══ MATERIAL TO PROCESS

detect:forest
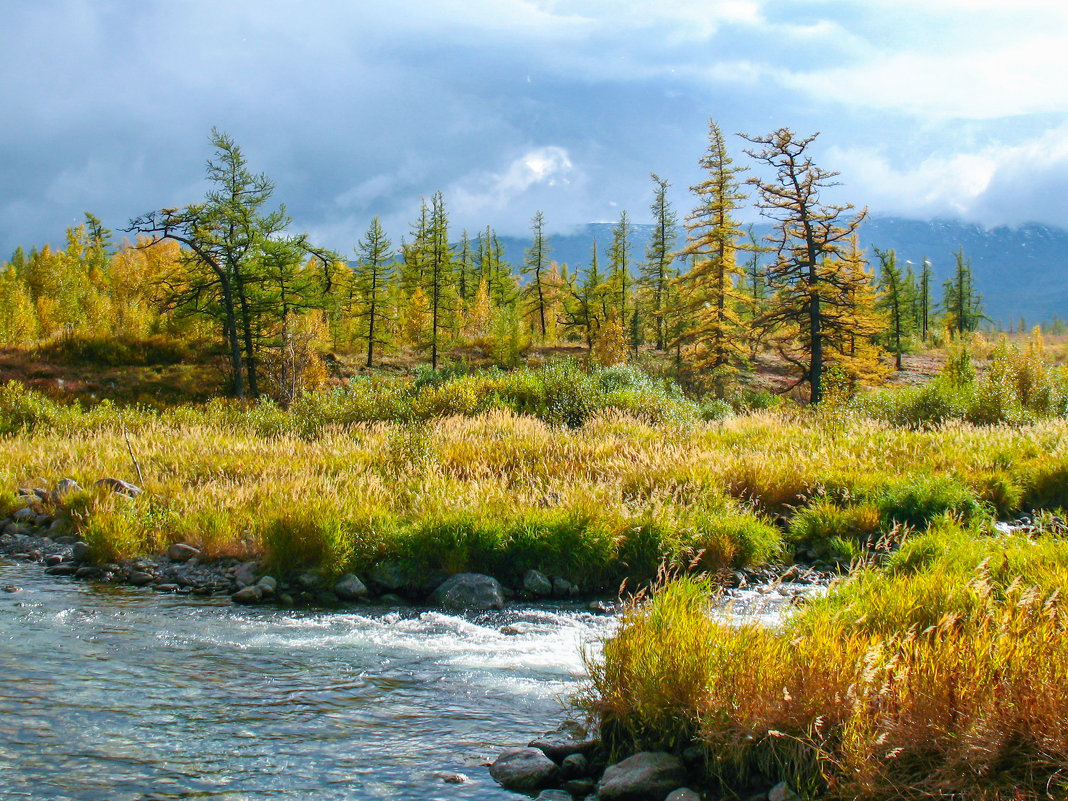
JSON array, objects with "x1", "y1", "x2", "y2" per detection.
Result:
[{"x1": 0, "y1": 122, "x2": 987, "y2": 408}]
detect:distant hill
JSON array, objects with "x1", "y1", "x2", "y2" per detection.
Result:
[{"x1": 494, "y1": 217, "x2": 1068, "y2": 326}]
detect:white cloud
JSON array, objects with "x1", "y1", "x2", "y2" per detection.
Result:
[
  {"x1": 828, "y1": 122, "x2": 1068, "y2": 226},
  {"x1": 450, "y1": 146, "x2": 576, "y2": 219}
]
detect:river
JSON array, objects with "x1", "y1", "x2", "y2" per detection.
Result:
[{"x1": 0, "y1": 559, "x2": 816, "y2": 801}]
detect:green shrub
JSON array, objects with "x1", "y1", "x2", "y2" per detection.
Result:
[{"x1": 873, "y1": 474, "x2": 986, "y2": 528}]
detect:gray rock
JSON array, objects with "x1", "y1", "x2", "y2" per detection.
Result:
[
  {"x1": 768, "y1": 782, "x2": 800, "y2": 801},
  {"x1": 368, "y1": 561, "x2": 408, "y2": 592},
  {"x1": 597, "y1": 752, "x2": 686, "y2": 801},
  {"x1": 256, "y1": 576, "x2": 278, "y2": 596},
  {"x1": 589, "y1": 600, "x2": 615, "y2": 614},
  {"x1": 128, "y1": 571, "x2": 154, "y2": 586},
  {"x1": 278, "y1": 593, "x2": 294, "y2": 606},
  {"x1": 167, "y1": 543, "x2": 200, "y2": 562},
  {"x1": 75, "y1": 566, "x2": 100, "y2": 578},
  {"x1": 2, "y1": 585, "x2": 21, "y2": 593},
  {"x1": 71, "y1": 541, "x2": 91, "y2": 562},
  {"x1": 34, "y1": 514, "x2": 51, "y2": 527},
  {"x1": 524, "y1": 569, "x2": 554, "y2": 596},
  {"x1": 45, "y1": 565, "x2": 76, "y2": 576},
  {"x1": 154, "y1": 583, "x2": 179, "y2": 593},
  {"x1": 44, "y1": 554, "x2": 64, "y2": 566},
  {"x1": 530, "y1": 720, "x2": 599, "y2": 761},
  {"x1": 296, "y1": 571, "x2": 323, "y2": 591},
  {"x1": 377, "y1": 593, "x2": 407, "y2": 606},
  {"x1": 94, "y1": 478, "x2": 142, "y2": 498},
  {"x1": 52, "y1": 478, "x2": 83, "y2": 503},
  {"x1": 430, "y1": 573, "x2": 505, "y2": 612},
  {"x1": 232, "y1": 585, "x2": 263, "y2": 604},
  {"x1": 534, "y1": 791, "x2": 573, "y2": 801},
  {"x1": 561, "y1": 752, "x2": 589, "y2": 778},
  {"x1": 666, "y1": 789, "x2": 702, "y2": 801},
  {"x1": 317, "y1": 590, "x2": 339, "y2": 605},
  {"x1": 488, "y1": 747, "x2": 559, "y2": 792},
  {"x1": 233, "y1": 561, "x2": 258, "y2": 588},
  {"x1": 333, "y1": 573, "x2": 369, "y2": 601},
  {"x1": 12, "y1": 508, "x2": 36, "y2": 522}
]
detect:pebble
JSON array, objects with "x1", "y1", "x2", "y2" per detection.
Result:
[{"x1": 2, "y1": 585, "x2": 20, "y2": 593}]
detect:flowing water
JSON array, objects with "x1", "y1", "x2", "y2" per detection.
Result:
[{"x1": 0, "y1": 559, "x2": 819, "y2": 801}]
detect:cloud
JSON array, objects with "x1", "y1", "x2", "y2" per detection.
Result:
[{"x1": 827, "y1": 122, "x2": 1068, "y2": 227}]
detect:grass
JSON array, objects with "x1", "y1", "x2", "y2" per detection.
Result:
[{"x1": 583, "y1": 520, "x2": 1068, "y2": 800}]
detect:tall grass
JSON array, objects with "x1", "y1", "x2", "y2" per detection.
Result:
[{"x1": 583, "y1": 521, "x2": 1068, "y2": 799}]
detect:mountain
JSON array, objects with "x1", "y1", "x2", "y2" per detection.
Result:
[{"x1": 494, "y1": 217, "x2": 1068, "y2": 325}]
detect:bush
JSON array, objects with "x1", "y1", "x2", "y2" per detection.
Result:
[{"x1": 873, "y1": 474, "x2": 986, "y2": 528}]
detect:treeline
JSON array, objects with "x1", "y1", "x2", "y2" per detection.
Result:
[{"x1": 0, "y1": 122, "x2": 986, "y2": 403}]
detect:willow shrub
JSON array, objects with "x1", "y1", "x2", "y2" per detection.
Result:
[{"x1": 583, "y1": 521, "x2": 1068, "y2": 800}]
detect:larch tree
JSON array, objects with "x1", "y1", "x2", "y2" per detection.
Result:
[
  {"x1": 522, "y1": 210, "x2": 551, "y2": 340},
  {"x1": 675, "y1": 119, "x2": 750, "y2": 372},
  {"x1": 742, "y1": 127, "x2": 867, "y2": 404},
  {"x1": 355, "y1": 216, "x2": 393, "y2": 368},
  {"x1": 942, "y1": 247, "x2": 985, "y2": 336},
  {"x1": 426, "y1": 191, "x2": 454, "y2": 370},
  {"x1": 606, "y1": 210, "x2": 634, "y2": 351},
  {"x1": 640, "y1": 174, "x2": 678, "y2": 351},
  {"x1": 874, "y1": 247, "x2": 911, "y2": 370}
]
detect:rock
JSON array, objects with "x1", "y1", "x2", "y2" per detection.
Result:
[
  {"x1": 167, "y1": 543, "x2": 200, "y2": 563},
  {"x1": 44, "y1": 554, "x2": 64, "y2": 566},
  {"x1": 680, "y1": 746, "x2": 705, "y2": 770},
  {"x1": 128, "y1": 571, "x2": 154, "y2": 586},
  {"x1": 565, "y1": 778, "x2": 597, "y2": 796},
  {"x1": 500, "y1": 624, "x2": 523, "y2": 636},
  {"x1": 561, "y1": 752, "x2": 589, "y2": 778},
  {"x1": 524, "y1": 569, "x2": 554, "y2": 596},
  {"x1": 768, "y1": 782, "x2": 800, "y2": 801},
  {"x1": 317, "y1": 590, "x2": 339, "y2": 606},
  {"x1": 34, "y1": 514, "x2": 51, "y2": 527},
  {"x1": 367, "y1": 561, "x2": 408, "y2": 593},
  {"x1": 432, "y1": 771, "x2": 468, "y2": 784},
  {"x1": 256, "y1": 576, "x2": 278, "y2": 596},
  {"x1": 278, "y1": 593, "x2": 294, "y2": 606},
  {"x1": 12, "y1": 508, "x2": 36, "y2": 522},
  {"x1": 154, "y1": 583, "x2": 179, "y2": 593},
  {"x1": 52, "y1": 478, "x2": 83, "y2": 503},
  {"x1": 333, "y1": 573, "x2": 369, "y2": 601},
  {"x1": 75, "y1": 566, "x2": 100, "y2": 579},
  {"x1": 597, "y1": 752, "x2": 686, "y2": 801},
  {"x1": 2, "y1": 585, "x2": 21, "y2": 593},
  {"x1": 534, "y1": 791, "x2": 573, "y2": 801},
  {"x1": 94, "y1": 478, "x2": 142, "y2": 498},
  {"x1": 233, "y1": 561, "x2": 259, "y2": 588},
  {"x1": 666, "y1": 789, "x2": 702, "y2": 801},
  {"x1": 295, "y1": 571, "x2": 323, "y2": 591},
  {"x1": 488, "y1": 747, "x2": 559, "y2": 792},
  {"x1": 589, "y1": 600, "x2": 615, "y2": 614},
  {"x1": 232, "y1": 585, "x2": 263, "y2": 604},
  {"x1": 530, "y1": 720, "x2": 599, "y2": 761},
  {"x1": 430, "y1": 573, "x2": 505, "y2": 612},
  {"x1": 71, "y1": 541, "x2": 91, "y2": 562},
  {"x1": 45, "y1": 565, "x2": 76, "y2": 576},
  {"x1": 377, "y1": 593, "x2": 407, "y2": 606},
  {"x1": 54, "y1": 535, "x2": 76, "y2": 545},
  {"x1": 552, "y1": 576, "x2": 577, "y2": 597}
]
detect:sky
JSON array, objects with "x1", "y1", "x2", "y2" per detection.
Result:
[{"x1": 1, "y1": 0, "x2": 1066, "y2": 257}]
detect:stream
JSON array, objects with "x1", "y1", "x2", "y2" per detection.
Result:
[{"x1": 0, "y1": 559, "x2": 817, "y2": 800}]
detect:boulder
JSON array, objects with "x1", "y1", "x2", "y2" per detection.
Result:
[
  {"x1": 488, "y1": 747, "x2": 559, "y2": 792},
  {"x1": 167, "y1": 543, "x2": 200, "y2": 563},
  {"x1": 52, "y1": 478, "x2": 83, "y2": 503},
  {"x1": 233, "y1": 561, "x2": 259, "y2": 588},
  {"x1": 561, "y1": 752, "x2": 589, "y2": 779},
  {"x1": 367, "y1": 561, "x2": 408, "y2": 593},
  {"x1": 333, "y1": 573, "x2": 369, "y2": 601},
  {"x1": 430, "y1": 573, "x2": 505, "y2": 612},
  {"x1": 564, "y1": 779, "x2": 597, "y2": 797},
  {"x1": 71, "y1": 541, "x2": 91, "y2": 562},
  {"x1": 530, "y1": 720, "x2": 599, "y2": 761},
  {"x1": 12, "y1": 508, "x2": 36, "y2": 522},
  {"x1": 768, "y1": 782, "x2": 800, "y2": 801},
  {"x1": 524, "y1": 569, "x2": 554, "y2": 596},
  {"x1": 597, "y1": 752, "x2": 686, "y2": 801},
  {"x1": 256, "y1": 576, "x2": 278, "y2": 596},
  {"x1": 534, "y1": 791, "x2": 573, "y2": 801},
  {"x1": 232, "y1": 585, "x2": 263, "y2": 604},
  {"x1": 48, "y1": 518, "x2": 73, "y2": 537},
  {"x1": 128, "y1": 571, "x2": 154, "y2": 586},
  {"x1": 94, "y1": 478, "x2": 142, "y2": 498}
]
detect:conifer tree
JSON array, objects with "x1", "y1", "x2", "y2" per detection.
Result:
[
  {"x1": 640, "y1": 174, "x2": 678, "y2": 351},
  {"x1": 742, "y1": 127, "x2": 867, "y2": 403},
  {"x1": 942, "y1": 247, "x2": 985, "y2": 336},
  {"x1": 874, "y1": 247, "x2": 911, "y2": 370},
  {"x1": 606, "y1": 211, "x2": 634, "y2": 350},
  {"x1": 675, "y1": 119, "x2": 750, "y2": 373},
  {"x1": 522, "y1": 210, "x2": 551, "y2": 339},
  {"x1": 355, "y1": 216, "x2": 393, "y2": 367}
]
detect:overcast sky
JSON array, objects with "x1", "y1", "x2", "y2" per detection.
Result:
[{"x1": 1, "y1": 0, "x2": 1066, "y2": 256}]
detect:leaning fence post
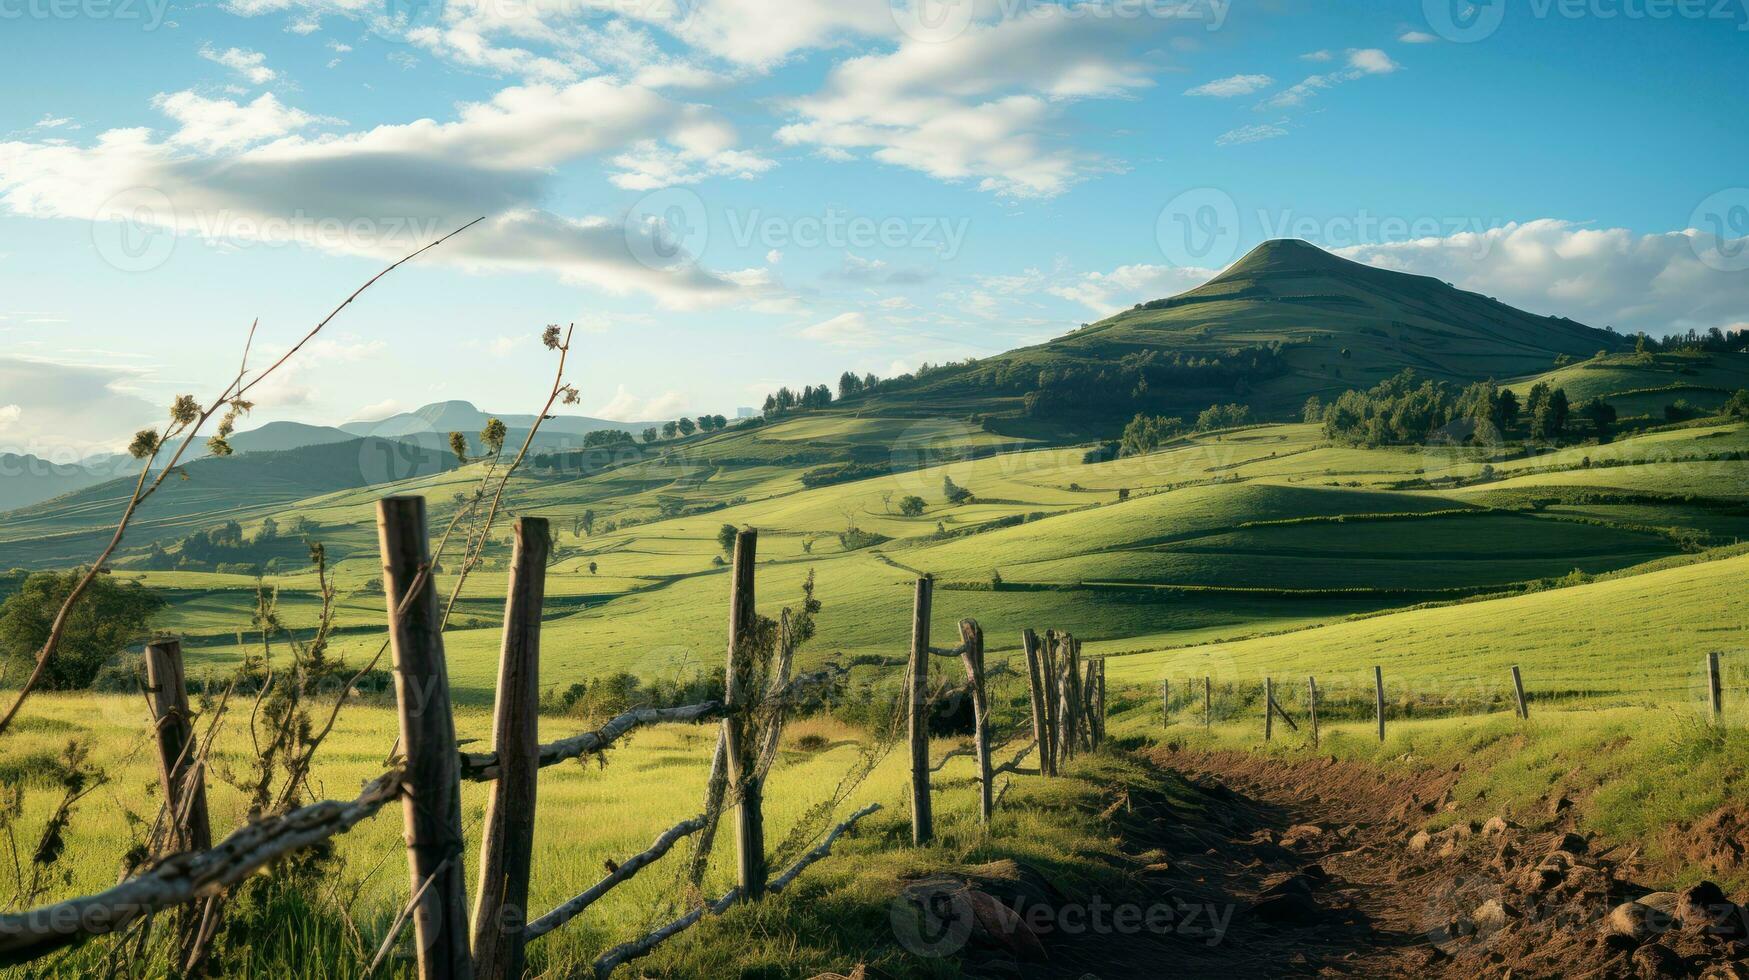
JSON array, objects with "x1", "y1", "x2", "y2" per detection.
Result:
[
  {"x1": 959, "y1": 620, "x2": 992, "y2": 825},
  {"x1": 1096, "y1": 659, "x2": 1107, "y2": 746},
  {"x1": 1510, "y1": 664, "x2": 1529, "y2": 721},
  {"x1": 377, "y1": 496, "x2": 473, "y2": 980},
  {"x1": 1707, "y1": 652, "x2": 1723, "y2": 723},
  {"x1": 1374, "y1": 666, "x2": 1386, "y2": 742},
  {"x1": 1264, "y1": 677, "x2": 1274, "y2": 742},
  {"x1": 1021, "y1": 630, "x2": 1052, "y2": 778},
  {"x1": 723, "y1": 528, "x2": 767, "y2": 898},
  {"x1": 908, "y1": 576, "x2": 934, "y2": 845},
  {"x1": 1204, "y1": 676, "x2": 1211, "y2": 730},
  {"x1": 1162, "y1": 679, "x2": 1170, "y2": 728},
  {"x1": 471, "y1": 517, "x2": 548, "y2": 980},
  {"x1": 1307, "y1": 676, "x2": 1319, "y2": 749}
]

════

WHAT IS NEEDED: Filter the listing for the word "shrub" and copy every line that holds it.

WRITTEN REPLY:
detect:green shrub
detect:willow shrub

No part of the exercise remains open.